* Short problem 1 *
Decide whether each statement below agrees with the advice-taking discussion. Answer yes or no for each, quoting the words of the discussion that decide it.
(a) In the study by Diaconescu et al., the advisor's intention to help stayed the same throughout the experiment.
(b) Biele et al. found that following advice was intrinsically rewarding.
(c) Participants with high levels of paranoia copied an observed decision less than participants with low paranoia levels.
* Short problem 2 *
Extract the passage of the advice-taking discussion that runs from "Najar et al.4" to "change of mind).", copying every word and mark as it appears.

* Source *
— Begin —
The computational mechanism found in the current study resembles that of Diaconescu et al.19, which showed that people have a social bias towards following advice, accompanied by an arbitration between social and individual sources of information. In that study, participants played a lottery game where they could base their predictions for the raffle’s results based on their individual experience and/or on advice. Importantly, the advisor’s intention to help varied throughout the experiment, such that participants were hypothesized to adjust the source of information that they rely on based on this volatility (i.e., based on the perceived precision of each source of information). Using a Hierarchical Bayesian model, they showed that participants tracked the volatility of each information source and arbitrated between them, taking into consideration the advisor’s precision and stability. The current work affirms and extends their findings by showing that a simple experimental manipulation can disentangle the causal effect of advice from individual learning. That is, by measuring the difference in coherence rate for trials where advice was revealed vs. concealed, we can measure the causal effect of advice on choice behavior in a continuous learning paradigm, without having to use computational modeling. Furthermore, our RL modeling supported Diaconescu et al.21 showing that indeed individuals tend to engage in both individual learning and advice-taking. We further show that this is true in a much less volatile environment and suggest that both informed and non-informed types of learning affect the value of the individual to follow advice.

Najar et al.4 also showed that the demonstrator’s choices directly influenced those of the player, but it was shown in an imitation process such that the players mimicked the previous choices of the demonstrator. Najar et al.’s4 winning value-shaping model allows for long-lasting learning of social inputs, but importantly, similar to Diaconescu et al.’s19 model, the socially oriented bias towards “advised” options is bound with the specific choice made by the demonstrator. Hence, we suggest that the bias parameter in our models (i.e., non-informed advice-taking) might capture a phenomenon that relates to the normative aspect of following others’ advice since it demonstrates a general bias that is not limited to a specific choice (see Mahmoodi et al.24 for a study concerning the involvement of normative and informational conformity in change of mind).

One explanation for a bias towards following advice comes from the work of Biele et al.10, which showed that following advice was intrinsically rewarding in and of itself, thus explaining the long-lasting influence of a single piece of advice provided one time. Moreover, Doll et al.’s12 work supported a computational model by which learners favor advice over individually-learned information, even when the advice was incorrect, and in Najar et al.’s4 model, the demonstrator’s choice itself serves as a pseudo-reward in the computational mechanism. Presumably, such a bias could rely on epistemic trust, which represents a “trust in knowledge”, or a tendency to evaluate new social information as accurate and reliable and to integrate it into one’s own learning environment37,38. Epistemic trust has been extensively studied in young children39,40,41, and studies show that children are able to evaluate their informants during learning, and estimate whether they are knowledgeable and trustworthy. For example, Woo and Spelke42 showed that even toddlers are able to both learn from the outcome of an agent’s behavior as well as to evaluate the intention of the social agent. A unified framework by Eaves and Shafto37 suggests that epistemic trust complements pedagogical inference, where informants are assumed to be trustworthy. By integrating the results of these studies, we can conclude that adaptive learning results from a combination of having trust in, and evaluating, a pedagogical agent. A social learning strategy such as “copy when model successful” allows for this type of evaluation of the informant43. Finally, trust has been shown to influence learning from advice, but not from observation13; for example, one study showed that participants with high levels of paranoia were less likely to comply with advice, but did not differ from individuals with low paranoia levels in the extent to which they copied an observed decision. It seems that both processes are mirrored in the current results, which demonstrate a general bias to trust the advisor and follow advice (non-informed) and form an evaluation of the teacher (informed advice-taking).
— End —
* Entries shown *
— Begin —
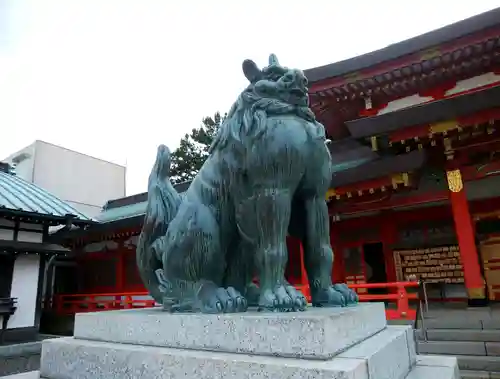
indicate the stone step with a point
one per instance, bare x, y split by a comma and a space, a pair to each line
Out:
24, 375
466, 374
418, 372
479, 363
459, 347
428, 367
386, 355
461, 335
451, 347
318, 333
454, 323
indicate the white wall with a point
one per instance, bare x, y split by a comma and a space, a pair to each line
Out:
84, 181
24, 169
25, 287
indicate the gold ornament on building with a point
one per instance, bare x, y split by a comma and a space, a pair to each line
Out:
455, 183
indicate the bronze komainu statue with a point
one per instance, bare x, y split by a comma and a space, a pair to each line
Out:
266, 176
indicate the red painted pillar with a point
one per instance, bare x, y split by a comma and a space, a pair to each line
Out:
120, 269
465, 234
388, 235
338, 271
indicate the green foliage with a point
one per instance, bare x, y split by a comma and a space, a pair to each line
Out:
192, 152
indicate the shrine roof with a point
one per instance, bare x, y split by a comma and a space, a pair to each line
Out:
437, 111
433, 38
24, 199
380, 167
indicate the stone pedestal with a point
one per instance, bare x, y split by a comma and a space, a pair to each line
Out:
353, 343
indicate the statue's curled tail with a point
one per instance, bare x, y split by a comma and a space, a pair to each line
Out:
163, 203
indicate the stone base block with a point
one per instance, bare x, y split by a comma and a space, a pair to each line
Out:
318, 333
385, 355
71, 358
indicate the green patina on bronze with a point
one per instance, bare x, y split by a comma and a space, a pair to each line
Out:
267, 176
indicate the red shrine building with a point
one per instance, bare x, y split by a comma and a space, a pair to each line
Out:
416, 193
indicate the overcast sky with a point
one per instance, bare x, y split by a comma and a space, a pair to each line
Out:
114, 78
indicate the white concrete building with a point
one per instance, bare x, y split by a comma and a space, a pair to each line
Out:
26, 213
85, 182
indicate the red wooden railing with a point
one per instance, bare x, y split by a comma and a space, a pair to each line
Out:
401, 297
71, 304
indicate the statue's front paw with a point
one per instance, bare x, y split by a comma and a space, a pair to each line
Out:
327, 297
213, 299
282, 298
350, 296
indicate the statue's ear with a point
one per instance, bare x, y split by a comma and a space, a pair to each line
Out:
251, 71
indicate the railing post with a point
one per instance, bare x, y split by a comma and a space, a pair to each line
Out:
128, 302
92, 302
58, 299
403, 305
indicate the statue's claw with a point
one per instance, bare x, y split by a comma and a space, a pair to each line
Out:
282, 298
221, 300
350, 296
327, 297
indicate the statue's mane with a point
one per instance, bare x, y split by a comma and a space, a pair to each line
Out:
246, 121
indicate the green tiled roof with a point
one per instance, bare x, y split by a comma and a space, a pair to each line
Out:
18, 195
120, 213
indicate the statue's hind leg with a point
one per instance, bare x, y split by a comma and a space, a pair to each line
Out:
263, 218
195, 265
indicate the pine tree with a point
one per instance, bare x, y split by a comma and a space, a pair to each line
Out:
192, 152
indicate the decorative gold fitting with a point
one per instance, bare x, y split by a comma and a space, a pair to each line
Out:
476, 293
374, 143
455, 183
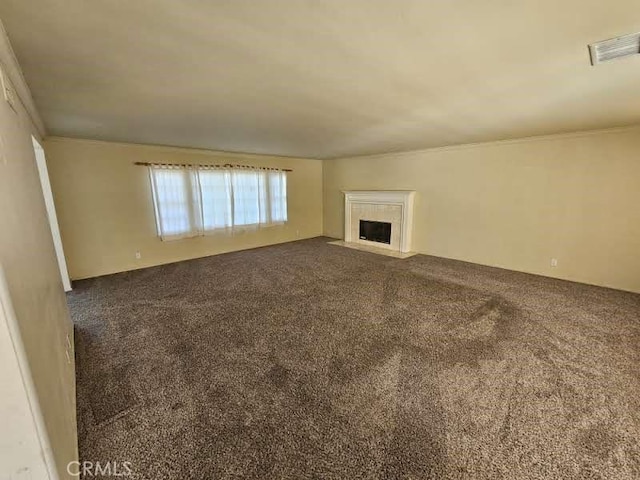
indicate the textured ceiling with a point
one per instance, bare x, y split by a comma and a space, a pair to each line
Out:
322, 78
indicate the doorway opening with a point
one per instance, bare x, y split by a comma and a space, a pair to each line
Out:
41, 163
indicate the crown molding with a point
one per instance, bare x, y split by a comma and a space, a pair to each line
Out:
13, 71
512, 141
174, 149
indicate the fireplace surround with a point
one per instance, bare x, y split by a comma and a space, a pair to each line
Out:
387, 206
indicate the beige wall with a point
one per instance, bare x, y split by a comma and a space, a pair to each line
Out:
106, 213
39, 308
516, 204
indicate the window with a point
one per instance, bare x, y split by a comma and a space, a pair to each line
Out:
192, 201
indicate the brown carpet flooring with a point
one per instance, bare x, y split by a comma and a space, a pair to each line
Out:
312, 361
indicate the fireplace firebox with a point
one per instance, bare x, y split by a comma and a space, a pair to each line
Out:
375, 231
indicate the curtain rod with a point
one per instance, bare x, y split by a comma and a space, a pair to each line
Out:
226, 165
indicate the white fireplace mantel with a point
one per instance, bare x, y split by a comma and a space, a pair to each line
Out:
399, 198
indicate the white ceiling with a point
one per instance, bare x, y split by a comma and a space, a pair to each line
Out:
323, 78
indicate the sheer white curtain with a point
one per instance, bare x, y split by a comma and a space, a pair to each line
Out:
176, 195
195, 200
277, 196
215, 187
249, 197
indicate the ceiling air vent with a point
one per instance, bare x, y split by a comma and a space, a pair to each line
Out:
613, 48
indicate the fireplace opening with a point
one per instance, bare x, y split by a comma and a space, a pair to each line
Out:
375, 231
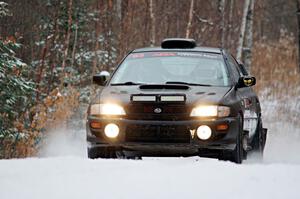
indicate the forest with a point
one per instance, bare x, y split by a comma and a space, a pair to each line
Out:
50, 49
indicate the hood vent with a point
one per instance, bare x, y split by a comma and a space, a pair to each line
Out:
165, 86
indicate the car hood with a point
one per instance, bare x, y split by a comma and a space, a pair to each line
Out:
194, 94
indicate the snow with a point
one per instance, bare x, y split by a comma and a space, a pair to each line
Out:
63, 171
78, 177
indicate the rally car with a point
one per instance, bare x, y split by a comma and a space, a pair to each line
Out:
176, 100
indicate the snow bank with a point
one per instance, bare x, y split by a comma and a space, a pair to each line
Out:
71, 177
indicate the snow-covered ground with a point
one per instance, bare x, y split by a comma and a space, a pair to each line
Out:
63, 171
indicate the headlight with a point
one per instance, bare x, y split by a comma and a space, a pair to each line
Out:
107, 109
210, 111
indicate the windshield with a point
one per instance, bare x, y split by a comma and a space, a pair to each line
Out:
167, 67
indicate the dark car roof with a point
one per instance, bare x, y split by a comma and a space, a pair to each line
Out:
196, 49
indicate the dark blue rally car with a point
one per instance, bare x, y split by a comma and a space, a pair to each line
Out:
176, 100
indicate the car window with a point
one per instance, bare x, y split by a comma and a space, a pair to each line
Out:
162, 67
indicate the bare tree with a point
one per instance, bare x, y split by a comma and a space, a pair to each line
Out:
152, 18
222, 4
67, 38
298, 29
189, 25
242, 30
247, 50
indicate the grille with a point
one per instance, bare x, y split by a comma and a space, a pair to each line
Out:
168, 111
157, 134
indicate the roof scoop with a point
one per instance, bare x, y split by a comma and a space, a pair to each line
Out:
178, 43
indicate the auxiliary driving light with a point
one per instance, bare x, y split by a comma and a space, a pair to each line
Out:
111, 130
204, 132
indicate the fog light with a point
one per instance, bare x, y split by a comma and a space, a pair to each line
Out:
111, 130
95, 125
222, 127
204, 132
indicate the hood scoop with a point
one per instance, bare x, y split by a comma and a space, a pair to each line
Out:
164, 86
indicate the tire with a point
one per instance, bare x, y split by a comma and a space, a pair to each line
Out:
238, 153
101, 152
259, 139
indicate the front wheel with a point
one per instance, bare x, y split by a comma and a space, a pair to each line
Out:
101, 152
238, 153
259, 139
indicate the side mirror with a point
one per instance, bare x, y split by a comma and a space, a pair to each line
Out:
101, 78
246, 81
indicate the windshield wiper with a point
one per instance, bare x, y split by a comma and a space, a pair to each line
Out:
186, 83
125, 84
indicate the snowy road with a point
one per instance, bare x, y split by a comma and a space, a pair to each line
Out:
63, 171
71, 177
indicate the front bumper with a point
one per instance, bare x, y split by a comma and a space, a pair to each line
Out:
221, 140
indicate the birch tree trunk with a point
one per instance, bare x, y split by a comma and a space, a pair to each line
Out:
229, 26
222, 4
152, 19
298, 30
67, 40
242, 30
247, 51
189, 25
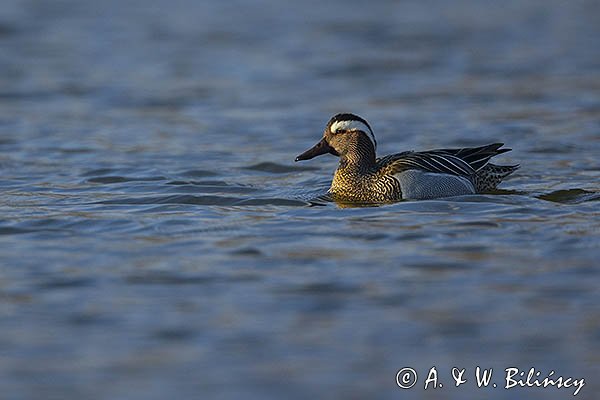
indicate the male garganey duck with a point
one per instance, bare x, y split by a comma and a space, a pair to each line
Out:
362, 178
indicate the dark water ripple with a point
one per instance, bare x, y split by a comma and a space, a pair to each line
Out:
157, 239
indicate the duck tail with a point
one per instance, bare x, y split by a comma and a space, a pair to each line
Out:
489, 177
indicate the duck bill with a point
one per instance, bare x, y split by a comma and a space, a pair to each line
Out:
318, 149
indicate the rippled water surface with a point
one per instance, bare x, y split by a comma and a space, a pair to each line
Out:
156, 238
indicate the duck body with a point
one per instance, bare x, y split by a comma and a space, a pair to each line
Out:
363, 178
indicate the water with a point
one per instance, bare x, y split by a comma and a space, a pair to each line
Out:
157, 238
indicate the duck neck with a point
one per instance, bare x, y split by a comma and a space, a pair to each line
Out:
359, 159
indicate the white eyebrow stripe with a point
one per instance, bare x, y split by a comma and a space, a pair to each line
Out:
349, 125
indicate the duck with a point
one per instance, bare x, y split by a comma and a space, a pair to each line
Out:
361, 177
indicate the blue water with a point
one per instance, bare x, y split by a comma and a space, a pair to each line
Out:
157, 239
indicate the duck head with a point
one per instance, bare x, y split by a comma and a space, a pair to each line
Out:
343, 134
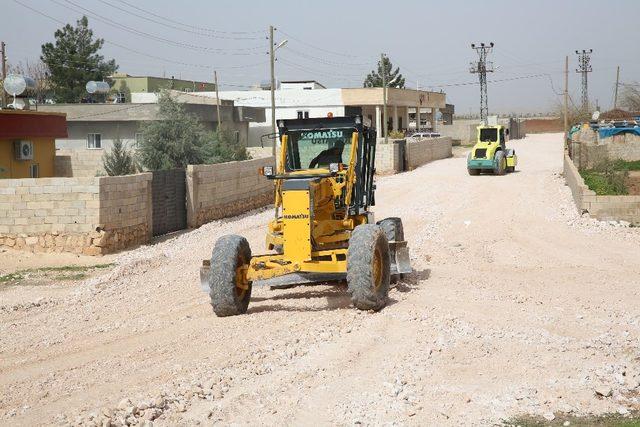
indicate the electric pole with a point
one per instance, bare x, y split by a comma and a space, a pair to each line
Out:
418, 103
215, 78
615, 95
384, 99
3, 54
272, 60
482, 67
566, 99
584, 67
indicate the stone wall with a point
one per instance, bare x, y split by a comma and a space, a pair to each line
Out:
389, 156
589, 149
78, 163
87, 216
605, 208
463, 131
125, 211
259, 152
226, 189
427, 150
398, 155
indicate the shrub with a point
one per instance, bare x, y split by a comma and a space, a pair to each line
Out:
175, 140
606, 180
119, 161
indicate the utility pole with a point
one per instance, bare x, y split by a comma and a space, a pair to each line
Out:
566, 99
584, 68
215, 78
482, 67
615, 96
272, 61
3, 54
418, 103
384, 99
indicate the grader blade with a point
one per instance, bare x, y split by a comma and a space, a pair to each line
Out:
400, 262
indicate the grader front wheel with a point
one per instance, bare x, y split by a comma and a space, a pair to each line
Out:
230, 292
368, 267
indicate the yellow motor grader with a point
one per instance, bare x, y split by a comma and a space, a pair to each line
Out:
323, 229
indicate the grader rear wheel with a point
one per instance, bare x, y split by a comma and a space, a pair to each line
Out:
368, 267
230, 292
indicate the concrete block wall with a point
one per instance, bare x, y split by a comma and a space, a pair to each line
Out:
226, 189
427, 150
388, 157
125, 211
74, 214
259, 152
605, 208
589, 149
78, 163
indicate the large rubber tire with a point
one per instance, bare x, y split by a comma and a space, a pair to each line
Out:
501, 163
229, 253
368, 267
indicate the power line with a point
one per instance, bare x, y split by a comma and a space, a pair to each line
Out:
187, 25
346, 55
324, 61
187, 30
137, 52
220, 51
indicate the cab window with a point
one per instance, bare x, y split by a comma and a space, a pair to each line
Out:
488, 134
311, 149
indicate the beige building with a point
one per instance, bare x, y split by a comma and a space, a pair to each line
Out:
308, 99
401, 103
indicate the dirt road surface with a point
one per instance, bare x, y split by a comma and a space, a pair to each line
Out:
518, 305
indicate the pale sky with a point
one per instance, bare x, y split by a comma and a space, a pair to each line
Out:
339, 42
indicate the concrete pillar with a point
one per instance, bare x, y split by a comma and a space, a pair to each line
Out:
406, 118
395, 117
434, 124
— End —
* Expected answer 1 *
(a) No: "the advisor’s intention to help varied throughout the experiment"
(b) Yes: "following advice was intrinsically rewarding in and of itself"
(c) No: "did not differ from individuals with low paranoia levels in the extent to which they copied an observed decision"

* Expected answer 2 *
Najar et al.4 also showed that the demonstrator’s choices directly influenced those of the player, but it was shown in an imitation process such that the players mimicked the previous choices of the demonstrator. Najar et al.’s4 winning value-shaping model allows for long-lasting learning of social inputs, but importantly, similar to Diaconescu et al.’s19 model, the socially oriented bias towards “advised” options is bound with the specific choice made by the demonstrator. Hence, we suggest that the bias parameter in our models (i.e., non-informed advice-taking) might capture a phenomenon that relates to the normative aspect of following others’ advice since it demonstrates a general bias that is not limited to a specific choice (see Mahmoodi et al.24 for a study concerning the involvement of normative and informational conformity in change of mind).